■ Work task ■
In the material below, the lines between the one holding "Confirm every instance of the red" and the one holding "Target: red kidney bean", inclusive, are to be set down word for word. Pictures stay out.

■ Data to process ■

== Segment start ==

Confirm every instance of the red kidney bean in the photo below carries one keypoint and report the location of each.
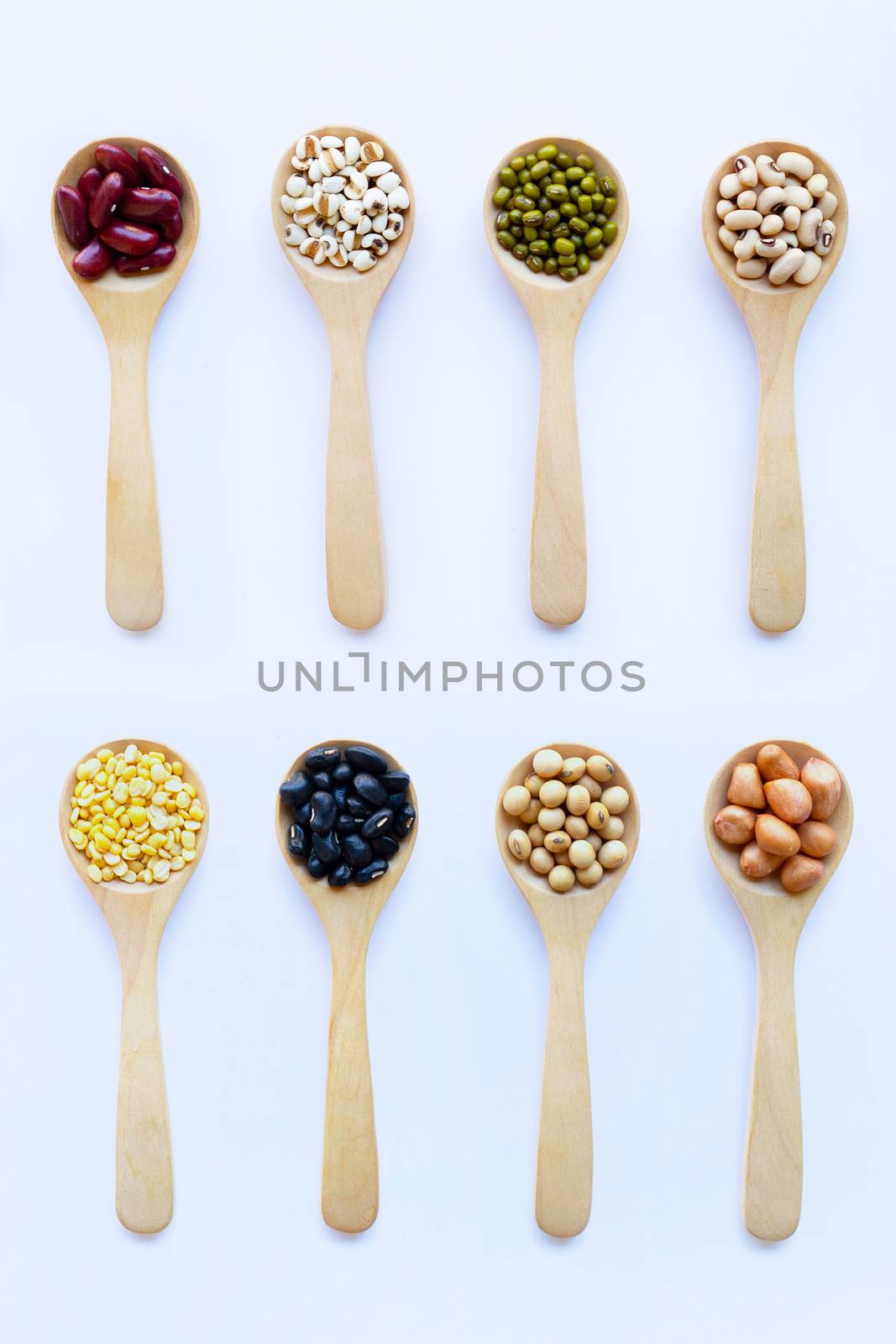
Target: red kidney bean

== Segment end ==
== Segment start ==

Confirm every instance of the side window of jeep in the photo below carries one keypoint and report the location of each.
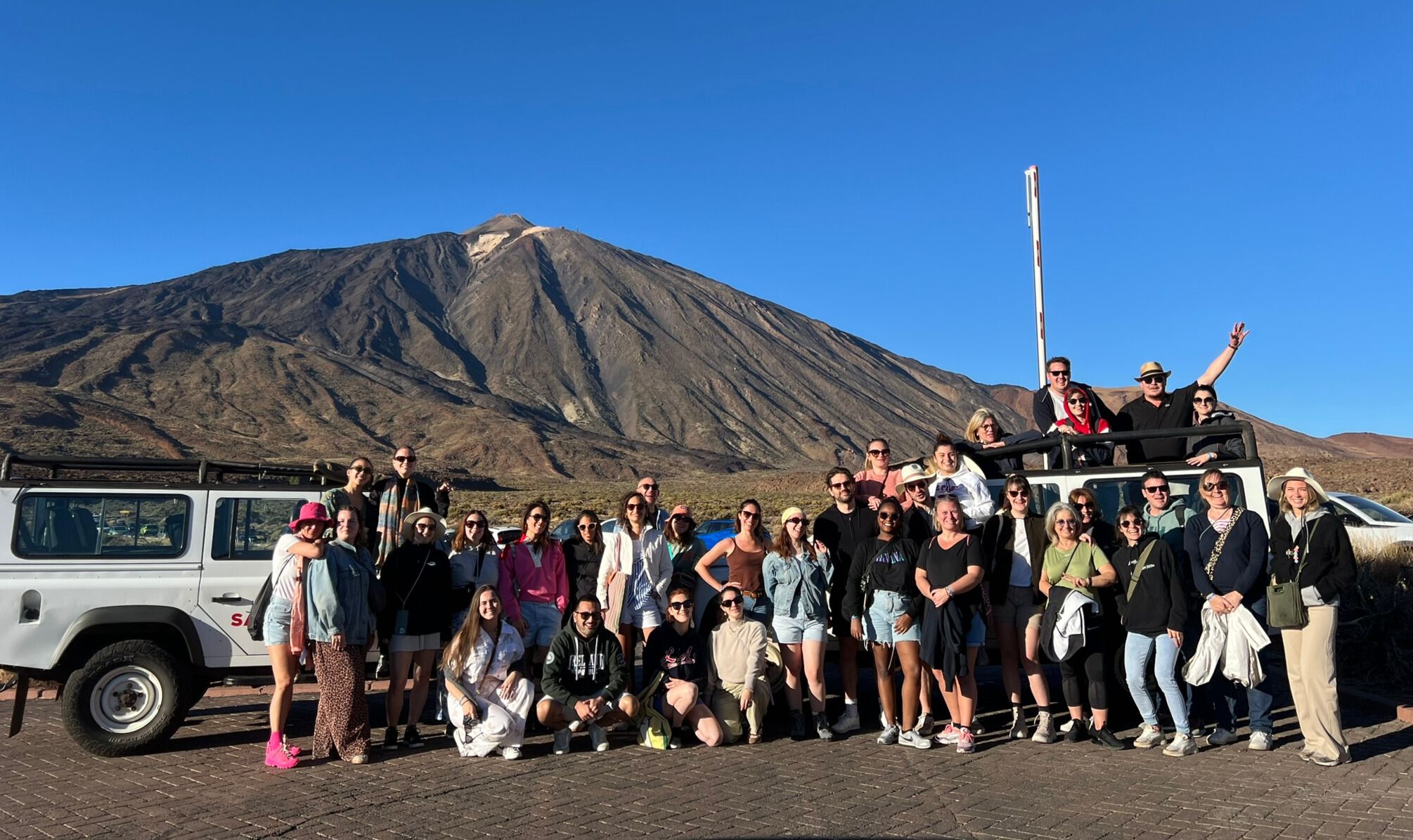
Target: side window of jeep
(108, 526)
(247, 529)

== Segment end ==

■ Task solution ■
Confirm every instance of the red kidney bean in the photo below carries one keypoint and report the location of each.
Target: red kidney bean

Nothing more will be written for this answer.